• _Short problem_: Copy the data below word for word, starting at the line that contains "query | white sleeve protector" and continuing through the final line of the data, with both ends included.

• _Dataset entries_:
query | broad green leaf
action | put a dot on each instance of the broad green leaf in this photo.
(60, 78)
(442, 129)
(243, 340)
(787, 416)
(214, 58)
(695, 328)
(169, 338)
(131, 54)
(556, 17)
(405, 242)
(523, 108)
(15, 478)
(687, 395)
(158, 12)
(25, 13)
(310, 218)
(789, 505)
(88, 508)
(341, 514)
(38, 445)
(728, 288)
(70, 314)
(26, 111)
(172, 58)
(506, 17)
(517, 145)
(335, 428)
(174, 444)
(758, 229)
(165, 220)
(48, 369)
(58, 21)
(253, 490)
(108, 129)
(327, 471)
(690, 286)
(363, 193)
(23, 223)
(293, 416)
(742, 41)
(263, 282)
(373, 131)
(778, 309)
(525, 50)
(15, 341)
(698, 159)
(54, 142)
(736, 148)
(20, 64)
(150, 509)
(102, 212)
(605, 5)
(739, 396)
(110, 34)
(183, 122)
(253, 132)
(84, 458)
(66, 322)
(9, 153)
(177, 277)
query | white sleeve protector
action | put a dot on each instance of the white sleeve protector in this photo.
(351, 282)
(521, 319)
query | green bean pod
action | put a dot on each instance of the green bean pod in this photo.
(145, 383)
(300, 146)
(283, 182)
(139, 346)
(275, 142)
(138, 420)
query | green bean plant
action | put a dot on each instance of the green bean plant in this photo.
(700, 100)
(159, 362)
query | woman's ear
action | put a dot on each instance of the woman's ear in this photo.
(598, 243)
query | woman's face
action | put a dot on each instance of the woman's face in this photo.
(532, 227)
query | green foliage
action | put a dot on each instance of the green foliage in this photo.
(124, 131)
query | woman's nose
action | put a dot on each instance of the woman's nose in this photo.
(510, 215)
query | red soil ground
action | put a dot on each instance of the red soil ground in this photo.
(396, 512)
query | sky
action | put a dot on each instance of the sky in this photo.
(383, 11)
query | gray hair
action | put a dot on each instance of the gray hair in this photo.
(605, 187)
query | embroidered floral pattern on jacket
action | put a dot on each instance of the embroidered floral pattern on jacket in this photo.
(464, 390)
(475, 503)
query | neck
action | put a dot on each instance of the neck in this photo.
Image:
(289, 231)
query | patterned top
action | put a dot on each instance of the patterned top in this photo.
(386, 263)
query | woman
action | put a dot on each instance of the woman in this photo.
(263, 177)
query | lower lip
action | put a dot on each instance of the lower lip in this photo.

• _Answer below_:
query | white sleeve protector
action | put a dot on each instance of the white sleeve protector in this photo.
(351, 282)
(521, 319)
query | green bean pod
action | put a dot on each instance of the green bean pod in this photo.
(145, 383)
(300, 146)
(283, 182)
(139, 346)
(275, 142)
(138, 420)
query | green bean plant
action | put a dot on each instance of the green bean plant in this photo.
(700, 100)
(159, 362)
query | woman's ear
action | put a dot on each instance of the woman's ear in this photo.
(598, 243)
query | woman's face
action | put a dot on each instance of the woman's face in this photo.
(532, 227)
query | green foliage
action | put a dot on each instance of the green foliage in this photo.
(124, 131)
query | woman's nose
action | put a dot on each instance of the woman's nose in this photo.
(510, 215)
query | red soil ground
action | put a dot on each instance of the red soil ground in this photo.
(396, 512)
query | sky
action | put a dot on each instance of the sky in this photo.
(383, 11)
query | gray hair
action | put a dot on each instance of the gray hair in this photo.
(605, 187)
query | embroidered floral pattern on jacket
action | put a dot on each instance of the embroidered floral pattern on jacket in this photo.
(464, 390)
(475, 503)
query | neck
action | put a dot on each instance of the neck in this photo.
Image:
(289, 231)
query | patterned top
action | put a dot on each instance of the patterned top in this photo.
(386, 263)
query | woman
action | put a dot on each instance of the woman in this photo.
(263, 177)
query | lower lip
action | put a dot on each instance of the lower lip in this photo.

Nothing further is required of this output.